Work to do: Reproduce the material below word for word, leaving out the pictures.

Entries with outlines of labeled areas:
++++++++++

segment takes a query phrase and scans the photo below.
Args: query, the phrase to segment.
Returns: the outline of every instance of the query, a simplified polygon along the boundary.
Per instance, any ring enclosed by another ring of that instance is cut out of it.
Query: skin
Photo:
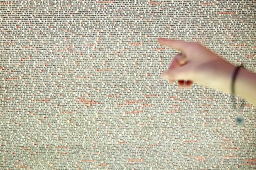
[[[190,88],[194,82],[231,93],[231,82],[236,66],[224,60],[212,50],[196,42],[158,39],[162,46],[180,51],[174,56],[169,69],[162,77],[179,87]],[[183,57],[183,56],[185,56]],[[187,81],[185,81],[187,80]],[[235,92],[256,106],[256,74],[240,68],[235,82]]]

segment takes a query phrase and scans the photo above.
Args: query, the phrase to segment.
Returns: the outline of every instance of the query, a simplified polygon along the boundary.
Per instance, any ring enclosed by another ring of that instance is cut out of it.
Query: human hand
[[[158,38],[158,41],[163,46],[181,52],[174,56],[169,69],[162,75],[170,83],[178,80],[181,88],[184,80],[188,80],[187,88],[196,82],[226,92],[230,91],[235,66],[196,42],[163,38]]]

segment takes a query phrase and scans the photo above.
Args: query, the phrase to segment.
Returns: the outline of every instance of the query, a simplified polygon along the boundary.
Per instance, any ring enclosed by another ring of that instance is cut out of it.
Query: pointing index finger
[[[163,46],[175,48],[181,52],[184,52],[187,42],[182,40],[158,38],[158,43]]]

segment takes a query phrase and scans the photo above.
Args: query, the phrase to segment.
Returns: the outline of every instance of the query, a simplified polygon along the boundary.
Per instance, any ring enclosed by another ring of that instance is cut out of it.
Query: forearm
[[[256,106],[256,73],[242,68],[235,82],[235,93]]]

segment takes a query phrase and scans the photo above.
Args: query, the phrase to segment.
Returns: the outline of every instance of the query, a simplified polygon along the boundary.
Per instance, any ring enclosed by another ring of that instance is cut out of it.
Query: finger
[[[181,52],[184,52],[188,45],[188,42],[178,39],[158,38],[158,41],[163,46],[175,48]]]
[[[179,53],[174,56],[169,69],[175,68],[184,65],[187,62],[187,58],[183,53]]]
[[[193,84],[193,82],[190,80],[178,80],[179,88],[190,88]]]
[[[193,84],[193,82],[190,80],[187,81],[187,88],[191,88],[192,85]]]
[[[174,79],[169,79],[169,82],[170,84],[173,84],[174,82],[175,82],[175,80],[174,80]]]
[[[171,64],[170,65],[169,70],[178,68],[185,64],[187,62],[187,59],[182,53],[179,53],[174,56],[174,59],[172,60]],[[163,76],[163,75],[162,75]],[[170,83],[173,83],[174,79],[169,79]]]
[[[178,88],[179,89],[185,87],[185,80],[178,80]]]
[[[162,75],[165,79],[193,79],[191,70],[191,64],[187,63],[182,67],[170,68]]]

++++++++++

The reply:
segment takes a query phrase and scans the photo below.
Args: query, the phrase to segment.
Returns: the outline of every instance of the query, a simplified polygon along the boundary.
Per instance, any ring enclosed by another ring of that instance is cut out of it.
Query: skin
Photo:
[[[190,88],[194,82],[231,93],[231,82],[236,66],[224,60],[212,50],[196,42],[158,39],[162,46],[180,51],[174,56],[169,69],[162,77],[179,87]],[[183,57],[183,56],[185,56]],[[187,81],[185,81],[187,80]],[[235,92],[256,106],[256,74],[240,68],[235,82]]]

segment takes a query phrase and scans the photo above.
Args: query, the phrase to segment.
Returns: the outline of every instance of the query, a simplified polygon along the boundary.
Per instance, any ring enclosed by another ring of that instance is cut out of it.
Query: human hand
[[[158,38],[158,41],[163,46],[181,52],[174,56],[169,69],[162,75],[170,83],[178,80],[181,88],[184,80],[188,80],[187,88],[196,82],[226,92],[230,91],[235,66],[196,42],[163,38]]]

segment takes a query phrase and scans the photo above.
Args: query, the phrase to segment.
Returns: the outline of every instance of the query, a simplified polygon along the boundary.
Per instance, any ring enclosed by another ring of that instance is cut out of it.
Query: pointing index finger
[[[163,46],[175,48],[181,52],[184,52],[187,42],[182,40],[158,38],[158,43]]]

segment takes a query phrase and scans the photo above.
Args: query, the phrase to segment.
Returns: the outline of every instance of the query, a simplified polygon along the boundary.
Per instance, any ring enclosed by another ring of that instance is cut out of it.
Query: forearm
[[[256,106],[256,73],[242,68],[235,82],[235,93]]]

segment takes a query phrase and scans the photo above.
Args: query, the phrase to segment.
Returns: the outline of every instance of the query, a simplified polygon along the boundary.
Per instance, any ring enclosed by another ring of that instance is cut out of it.
Query: finger
[[[181,52],[184,52],[188,45],[188,42],[178,39],[158,38],[158,41],[163,46],[175,48]]]
[[[179,53],[174,56],[169,69],[175,68],[184,65],[187,62],[187,58],[183,53]]]
[[[193,84],[193,82],[190,80],[178,80],[179,88],[190,88]]]
[[[193,84],[193,82],[190,80],[187,81],[187,88],[191,88],[192,85]]]
[[[174,79],[169,79],[169,82],[170,84],[173,84],[174,82],[175,82],[175,80],[174,80]]]
[[[171,64],[170,65],[169,70],[178,68],[185,64],[187,62],[187,59],[182,53],[179,53],[174,56],[174,59],[172,60]],[[163,76],[163,75],[162,75]],[[170,83],[173,83],[174,79],[169,79]]]
[[[178,88],[179,89],[185,87],[185,80],[178,80]]]
[[[162,75],[165,79],[193,79],[191,70],[191,64],[187,63],[182,67],[170,68]]]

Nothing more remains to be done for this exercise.